### Supplied text
Between the wars

Between the wars

“J” Class: The Gift Submarines

With the end of World War 1 the British Government found itself with a considerable number of surplus naval vessels with little possibility of being able to use them all.  General reductions in both manpower and ships soon got underway, the bulk of the ships being placed in reserve or sold.  The majority of ships that had been completed before 1914 were nominated for scrap, with some being retained for use in subsidiary services.  In hindsight it would have been prudent to scrap them altogether.  The majority of the shops that had been completed during hostilities were retained, as they were modern and had many of the lessons of the war built into them.  Another option open to the British Government for disposal of the vessels was to hand over some of the newer ships to the Colonial and Dominion Governments to build up their naval strengths.  This latter course was adopted, the main recipient being the Commonwealth of Australia.
######
* **Task to carry out**: Continue the passage about the "J" Class gift submarines, starting right after its last sentence about Australia being the main recipient.
### Dataset extract
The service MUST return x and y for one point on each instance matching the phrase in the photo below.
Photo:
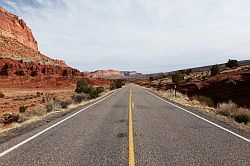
######
* **Response to this exercise**:
Empire defence in the Pacific was significantly increased when it presented, as a gift to the Australian Government, a well-balanced Squadron the three minesweepers, five destroyers, six submarines and one flotilla leader.  The submarines were of the modern “J” Class, which had been designed for greater endurance than previous classes.  They also had long-range communications to enable them to reconnoitre in enemy waters.

Into Production

The large double-hulled ocean going submarines of the “J” class were built under the Emergency War Programme as a counter to some German vessels which were reported to have had a surface speed in excess of 18 knots.  The “J”s were the only triple-screwed British submarines ever built and when completed were the fastest submarines afloat.

Both J1 and J2 were built at Portsmouth Dockyard and launched in November 1915 and early 1916 respectively.  At the same time Pembroke Dockyard, South Wales built J3 and J4, launching J2 on 4 December 1915 and J4 on 2 February 1916.  The remaining submarines J5 and J7 were built at Devonport Dockyard, Plymouth, J5 being completed in April 1916 followed by J7 in November 1917.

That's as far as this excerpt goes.